EXERCISE BRIEF: Identify every line in the records that contains the string "tongue", matching case exactly, and copy each of those lines.
··· INPUT
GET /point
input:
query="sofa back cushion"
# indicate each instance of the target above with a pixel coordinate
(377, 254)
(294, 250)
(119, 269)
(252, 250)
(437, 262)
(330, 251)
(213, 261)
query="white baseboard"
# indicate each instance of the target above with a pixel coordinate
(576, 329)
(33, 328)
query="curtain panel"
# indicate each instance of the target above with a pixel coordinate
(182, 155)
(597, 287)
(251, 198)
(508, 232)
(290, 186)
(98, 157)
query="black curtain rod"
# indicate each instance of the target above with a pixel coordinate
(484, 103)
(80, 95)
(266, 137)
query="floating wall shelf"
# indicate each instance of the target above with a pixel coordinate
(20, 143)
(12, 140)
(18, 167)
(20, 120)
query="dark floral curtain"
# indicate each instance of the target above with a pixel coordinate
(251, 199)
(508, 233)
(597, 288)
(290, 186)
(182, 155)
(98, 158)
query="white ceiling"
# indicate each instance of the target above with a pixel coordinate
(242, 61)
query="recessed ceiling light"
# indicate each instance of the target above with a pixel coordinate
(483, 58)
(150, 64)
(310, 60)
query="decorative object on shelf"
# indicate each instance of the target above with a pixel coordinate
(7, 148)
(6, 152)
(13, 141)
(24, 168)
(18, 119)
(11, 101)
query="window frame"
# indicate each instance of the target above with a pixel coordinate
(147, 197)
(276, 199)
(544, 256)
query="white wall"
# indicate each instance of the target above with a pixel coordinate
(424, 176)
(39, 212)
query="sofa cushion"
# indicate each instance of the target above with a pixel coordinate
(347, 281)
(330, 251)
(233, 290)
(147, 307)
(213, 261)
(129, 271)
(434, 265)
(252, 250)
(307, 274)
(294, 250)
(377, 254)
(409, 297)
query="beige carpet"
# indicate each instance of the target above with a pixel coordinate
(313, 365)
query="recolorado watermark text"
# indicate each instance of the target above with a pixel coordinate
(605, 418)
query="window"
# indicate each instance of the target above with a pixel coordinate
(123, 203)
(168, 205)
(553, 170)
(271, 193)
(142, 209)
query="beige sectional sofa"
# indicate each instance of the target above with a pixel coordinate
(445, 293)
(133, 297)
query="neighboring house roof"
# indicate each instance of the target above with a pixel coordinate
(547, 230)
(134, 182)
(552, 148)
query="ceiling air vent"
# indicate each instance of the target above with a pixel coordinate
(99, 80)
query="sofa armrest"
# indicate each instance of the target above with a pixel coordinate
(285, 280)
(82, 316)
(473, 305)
······
··· INPUT
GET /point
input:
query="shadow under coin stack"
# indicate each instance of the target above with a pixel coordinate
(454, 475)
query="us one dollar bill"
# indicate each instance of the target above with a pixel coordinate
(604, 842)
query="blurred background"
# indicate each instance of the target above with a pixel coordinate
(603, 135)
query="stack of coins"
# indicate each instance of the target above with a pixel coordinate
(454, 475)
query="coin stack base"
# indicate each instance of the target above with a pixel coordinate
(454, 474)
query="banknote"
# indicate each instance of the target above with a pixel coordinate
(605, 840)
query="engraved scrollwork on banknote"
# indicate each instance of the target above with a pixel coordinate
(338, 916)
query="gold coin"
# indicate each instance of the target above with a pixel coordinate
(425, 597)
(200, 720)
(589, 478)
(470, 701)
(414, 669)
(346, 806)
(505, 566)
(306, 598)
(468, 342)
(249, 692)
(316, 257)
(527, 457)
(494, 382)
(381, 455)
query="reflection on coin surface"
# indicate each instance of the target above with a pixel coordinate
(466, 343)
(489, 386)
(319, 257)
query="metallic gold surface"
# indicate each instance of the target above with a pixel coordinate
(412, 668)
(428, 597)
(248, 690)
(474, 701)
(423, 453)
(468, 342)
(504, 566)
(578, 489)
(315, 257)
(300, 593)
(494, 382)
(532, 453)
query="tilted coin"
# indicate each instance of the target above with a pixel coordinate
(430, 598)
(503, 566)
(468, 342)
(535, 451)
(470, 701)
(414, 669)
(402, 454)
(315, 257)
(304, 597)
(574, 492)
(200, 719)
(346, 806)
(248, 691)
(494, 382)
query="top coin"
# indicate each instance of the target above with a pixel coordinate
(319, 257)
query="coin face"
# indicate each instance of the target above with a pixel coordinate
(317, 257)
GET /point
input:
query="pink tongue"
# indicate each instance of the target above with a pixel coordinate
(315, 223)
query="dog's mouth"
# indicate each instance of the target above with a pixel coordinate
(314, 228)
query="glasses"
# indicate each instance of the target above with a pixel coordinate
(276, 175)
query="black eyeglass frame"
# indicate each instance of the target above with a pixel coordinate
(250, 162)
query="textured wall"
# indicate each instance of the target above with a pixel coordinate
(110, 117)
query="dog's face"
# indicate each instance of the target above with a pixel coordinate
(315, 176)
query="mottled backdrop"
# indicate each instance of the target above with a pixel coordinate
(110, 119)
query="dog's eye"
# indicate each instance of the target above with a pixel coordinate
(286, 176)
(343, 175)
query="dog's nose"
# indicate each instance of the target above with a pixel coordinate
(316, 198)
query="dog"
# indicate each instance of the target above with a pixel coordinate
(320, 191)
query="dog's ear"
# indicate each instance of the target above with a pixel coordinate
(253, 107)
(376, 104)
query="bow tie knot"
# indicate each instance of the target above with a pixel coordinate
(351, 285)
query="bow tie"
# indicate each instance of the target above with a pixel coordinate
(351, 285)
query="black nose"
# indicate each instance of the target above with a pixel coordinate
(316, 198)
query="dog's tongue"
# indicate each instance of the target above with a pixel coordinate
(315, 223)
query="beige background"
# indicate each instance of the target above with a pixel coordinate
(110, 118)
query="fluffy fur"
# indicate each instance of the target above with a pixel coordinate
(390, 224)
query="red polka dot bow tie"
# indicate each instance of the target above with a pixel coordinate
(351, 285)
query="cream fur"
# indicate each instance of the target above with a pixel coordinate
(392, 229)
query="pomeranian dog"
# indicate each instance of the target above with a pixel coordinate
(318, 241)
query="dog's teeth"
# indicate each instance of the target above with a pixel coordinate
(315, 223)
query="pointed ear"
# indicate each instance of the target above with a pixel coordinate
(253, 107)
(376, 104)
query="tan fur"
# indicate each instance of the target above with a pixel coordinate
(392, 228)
······
··· INPUT
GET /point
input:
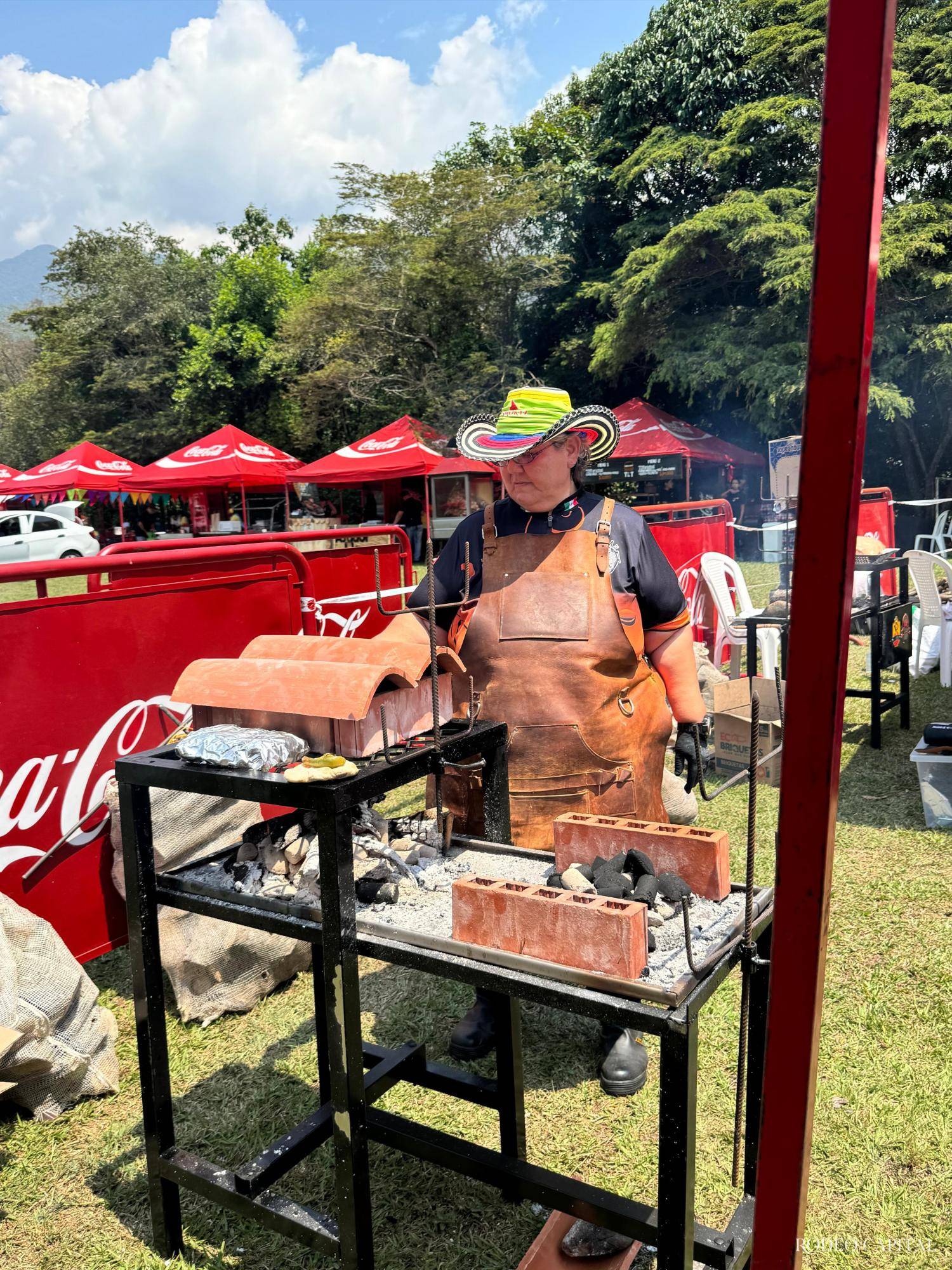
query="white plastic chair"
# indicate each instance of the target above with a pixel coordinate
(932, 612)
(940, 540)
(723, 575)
······
TASK RESPONSE:
query="pink tongue"
query="dog's tongue"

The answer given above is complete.